■ Texte source ■
===

10 septembre 44 : Le général De Gaulle devient président du Conseil (jusqu’au 21 novembre 1945, puis reconduit).

Gouvernement De Gaulle 1 : Armées : André Diethelm ; Affaires étrangères : Georges Bidault (M.R.P.) ; Colonies : René Pleven (U.D.S.R.) (Bodin, 2004, p. 124).

Une instruction gouvernementale élaborée depuis juillet et visant à la reconquête de l’Indochine par la France libre repose sur deux options : ou une agression japonaise ou une invasion avec un débarquement. Une action combinée venue de Chine n’étant plus envisagée dans cette dernière version (Franchini 1, 1988, p. 178).

Bien qu’opposé à De Gaulle quant à un rapprochement avec Decoux (voir 5 juillet), le général Mordant est nommé délégué général au Comité d’action de l’Indochine qui vient d’être créé et est présidé par le commissaire aux Colonies René Pleven. C’est lui qui prend le commandement de l’action clandestine en Indochine (Zeller, 2021, p. 55). Il produit à cet effet une note assez irréaliste et, comme tout ce qui vient de métropole à l’époque, ignorante des réalités en Indochine : « Jusqu’à nouvel ordre, seuls les Français pourront être admis dans les rangs de la résistance […] mais les délégués [politiques régionaux] s’efforceront sans retard de rechercher et de faire rechercher les Annamites qualifiés susceptibles d’apporter leur concours aux échelons élevés […] Un des buts lointains de la résistance est d’associer la population toute entière, spécialement celle des villages, à la guérilla contre les Japonais. » (citée in Isoart, 1982, p. 38)

Pour l’heure, Decoux est toujours en place et sera confirmé par Paris (voir 14 novembre). Mordant, en fin de carrière, n’a donc pas beaucoup de moyens pour agir. Selon Devillers, 1988, p. 45 et Salan 1, 1970, p. 222, sa nomination aurait eu lieu le 3 pour le premier et le 12 pour le second (?).

===

■ Problème bref A ■
Dans les entrées, reprenez les lignes allant de celle qui contient « glove in the photo above. » jusqu'à celle qui contient « (357, 1111) », en substituant « dark leather » à « black leather » et sans rien changer d'autre.
Les entrées qui suivent n'ont aucun lien avec le texte source.

===

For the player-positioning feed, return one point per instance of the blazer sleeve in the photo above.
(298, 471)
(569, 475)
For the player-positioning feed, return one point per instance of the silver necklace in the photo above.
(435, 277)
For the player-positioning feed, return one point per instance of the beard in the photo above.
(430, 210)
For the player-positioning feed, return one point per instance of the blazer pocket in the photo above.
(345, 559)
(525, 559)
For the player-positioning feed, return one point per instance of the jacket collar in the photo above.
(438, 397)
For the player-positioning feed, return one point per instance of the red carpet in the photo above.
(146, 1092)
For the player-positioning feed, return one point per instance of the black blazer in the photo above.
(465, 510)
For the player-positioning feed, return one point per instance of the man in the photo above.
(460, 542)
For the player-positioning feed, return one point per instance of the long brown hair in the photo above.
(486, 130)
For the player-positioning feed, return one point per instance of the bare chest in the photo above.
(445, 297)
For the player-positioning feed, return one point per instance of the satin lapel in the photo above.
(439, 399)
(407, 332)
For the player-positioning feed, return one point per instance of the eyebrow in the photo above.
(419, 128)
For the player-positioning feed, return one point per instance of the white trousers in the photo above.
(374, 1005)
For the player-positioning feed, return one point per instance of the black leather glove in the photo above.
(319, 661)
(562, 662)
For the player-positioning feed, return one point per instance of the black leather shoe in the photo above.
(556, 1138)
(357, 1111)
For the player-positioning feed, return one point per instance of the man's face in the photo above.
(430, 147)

===

■ Problème bref B ■
D'après le texte source, qui préside le Comité d'action de l'Indochine ?

■ Réponse complète A ■
For the player-positioning feed, return one point per instance of the dark leather glove in the photo above.
(319, 661)
(562, 662)
For the player-positioning feed, return one point per instance of the dark leather shoe in the photo above.
(556, 1138)
(357, 1111)

■ Réponse complète B ■
Le commissaire aux Colonies René Pleven.